Percentile system works with any distribution. More data points is better, but even with currently available data it's possible to set HHFs reasonably well by looking at, say, 50th and 90th observed percentiles and extrapolating from that to 99.5th percentile that roughly corresponds to HHF now. The right tail is not that different from normal.

 

Yep.  The weirdness is in the left half, where things are collapsed by the no-negative-HF function.

 

But there's a world of difference between two classifiers where the top 10 shoot the same HF but where the fraction of the shooting population that zeroes the stage is significantly different.  It is not hard to imagine two stages where world-class shooters shoot pretty much the same HF, but lower-level shooters have a much harder time with one than the other.  

 

Imagine an El Pres with no-shoots on the outside of each target obscuring the D zone.  At normal El Prez distances, the D-zone is simply irrelevant to a very high level shooter.  He's likely going to shoot a time and hits very close to what he would shoot if those NS's weren't there.  But the score curve for the whole population will not be the same.  Lower-level shooters will start plugging those NS's.  Mid-level shooters will back off the pace to make sure they don't.  A percentile-based system will pick up this difference.  A HHF percentage system is blind to it.

● **Records supplied**:
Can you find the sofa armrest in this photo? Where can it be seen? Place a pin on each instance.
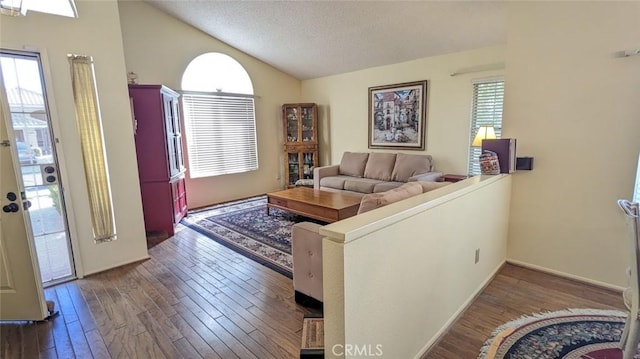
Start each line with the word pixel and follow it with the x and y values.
pixel 426 177
pixel 306 252
pixel 324 171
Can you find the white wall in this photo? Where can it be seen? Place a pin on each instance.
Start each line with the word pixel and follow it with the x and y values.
pixel 96 33
pixel 158 48
pixel 343 102
pixel 396 277
pixel 574 107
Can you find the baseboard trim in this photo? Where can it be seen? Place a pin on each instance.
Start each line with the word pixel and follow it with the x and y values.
pixel 308 301
pixel 115 265
pixel 443 330
pixel 566 275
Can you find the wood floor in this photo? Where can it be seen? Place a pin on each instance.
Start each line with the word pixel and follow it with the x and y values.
pixel 195 298
pixel 516 291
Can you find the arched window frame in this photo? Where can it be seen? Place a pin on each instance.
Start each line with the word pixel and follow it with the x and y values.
pixel 220 126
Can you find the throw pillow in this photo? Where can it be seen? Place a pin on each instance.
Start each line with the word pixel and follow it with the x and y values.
pixel 376 200
pixel 410 165
pixel 380 165
pixel 353 163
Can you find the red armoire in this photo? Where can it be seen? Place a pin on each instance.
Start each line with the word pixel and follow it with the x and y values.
pixel 160 161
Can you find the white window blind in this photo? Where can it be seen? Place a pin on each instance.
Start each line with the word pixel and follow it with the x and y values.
pixel 221 134
pixel 486 110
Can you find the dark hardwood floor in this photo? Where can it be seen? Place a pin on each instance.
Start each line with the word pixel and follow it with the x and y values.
pixel 195 298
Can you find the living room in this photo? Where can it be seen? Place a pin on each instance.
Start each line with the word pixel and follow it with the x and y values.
pixel 565 91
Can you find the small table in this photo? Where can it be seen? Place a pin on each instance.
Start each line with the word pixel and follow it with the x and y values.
pixel 321 205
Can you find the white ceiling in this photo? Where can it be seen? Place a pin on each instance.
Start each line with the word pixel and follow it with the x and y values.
pixel 310 39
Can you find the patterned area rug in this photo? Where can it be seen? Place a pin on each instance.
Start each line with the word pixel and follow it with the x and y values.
pixel 245 227
pixel 573 333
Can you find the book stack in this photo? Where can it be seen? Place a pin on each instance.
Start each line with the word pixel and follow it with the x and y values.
pixel 505 148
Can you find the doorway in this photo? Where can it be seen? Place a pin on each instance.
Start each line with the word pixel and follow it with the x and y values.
pixel 36 161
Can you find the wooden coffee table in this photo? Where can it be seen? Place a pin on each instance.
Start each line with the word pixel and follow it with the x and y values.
pixel 322 205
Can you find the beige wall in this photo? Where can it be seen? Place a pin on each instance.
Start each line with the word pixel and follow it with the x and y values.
pixel 343 102
pixel 413 259
pixel 574 107
pixel 97 33
pixel 158 48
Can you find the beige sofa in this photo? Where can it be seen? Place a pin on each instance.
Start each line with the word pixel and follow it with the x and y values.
pixel 306 242
pixel 374 172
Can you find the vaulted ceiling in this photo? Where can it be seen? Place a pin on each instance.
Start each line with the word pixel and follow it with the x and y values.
pixel 310 39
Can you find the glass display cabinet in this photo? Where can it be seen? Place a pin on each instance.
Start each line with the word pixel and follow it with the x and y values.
pixel 300 122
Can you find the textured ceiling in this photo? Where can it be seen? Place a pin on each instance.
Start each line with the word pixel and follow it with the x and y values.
pixel 310 39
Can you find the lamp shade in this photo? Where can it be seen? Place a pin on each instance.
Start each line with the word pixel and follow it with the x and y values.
pixel 484 133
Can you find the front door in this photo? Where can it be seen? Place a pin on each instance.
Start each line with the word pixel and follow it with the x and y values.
pixel 29 128
pixel 21 293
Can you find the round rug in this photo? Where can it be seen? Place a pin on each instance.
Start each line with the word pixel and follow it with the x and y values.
pixel 572 333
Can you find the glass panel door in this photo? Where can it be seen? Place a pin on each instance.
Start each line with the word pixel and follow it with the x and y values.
pixel 294 167
pixel 21 75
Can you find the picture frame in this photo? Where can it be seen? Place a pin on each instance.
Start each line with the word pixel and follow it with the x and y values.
pixel 398 116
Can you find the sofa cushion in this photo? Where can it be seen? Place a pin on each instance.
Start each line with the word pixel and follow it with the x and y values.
pixel 380 166
pixel 376 200
pixel 353 164
pixel 336 182
pixel 385 186
pixel 428 186
pixel 407 165
pixel 362 185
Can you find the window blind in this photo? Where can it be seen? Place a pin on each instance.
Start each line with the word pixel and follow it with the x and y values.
pixel 220 133
pixel 486 110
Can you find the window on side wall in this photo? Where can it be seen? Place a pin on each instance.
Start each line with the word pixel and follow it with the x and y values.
pixel 486 110
pixel 219 116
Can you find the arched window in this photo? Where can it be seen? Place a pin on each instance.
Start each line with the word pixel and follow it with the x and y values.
pixel 219 116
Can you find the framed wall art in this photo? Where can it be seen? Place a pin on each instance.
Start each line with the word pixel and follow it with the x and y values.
pixel 398 116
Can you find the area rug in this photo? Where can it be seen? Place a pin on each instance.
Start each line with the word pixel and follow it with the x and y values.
pixel 572 333
pixel 244 227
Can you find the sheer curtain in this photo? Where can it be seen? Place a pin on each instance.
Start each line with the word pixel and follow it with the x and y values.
pixel 92 143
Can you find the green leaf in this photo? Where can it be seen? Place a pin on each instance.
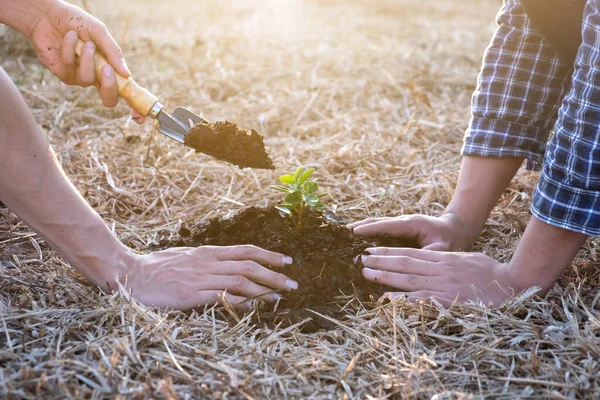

● **Directions**:
**a)** Answer these questions about the classifier scoring discussion:
(i) Which two observed percentiles does it suggest extrapolating from?
(ii) What causes the weirdness in the left half of the distribution?
(iii) In the El Pres example, how do mid-level shooters respond to the no-shoots?
**b)** Write a continuation of the classifier scoring discussion, picking up after its final sentence.

● **Outputs in order**:
**a)**
(i) The 50th and 90th percentiles.
(ii) Things there are collapsed by the no-negative-HF function.
(iii) They back off the pace to make sure they don't plug those no-shoots.

**b)**
 

Similar dynamics occur on some of the standards-type stages where the absolute shot difficulty means that misses are common for all but very strong shooters.  On one of those stages, a 1.5HF run might be 20% of the HHF, but better than 70% of the scores posted.  Our current classifier system is basically going to treat that as a garbage result... but it may indicate a material level of skill above that of the literally-average USPSA shooter.  A percentile system would capture that.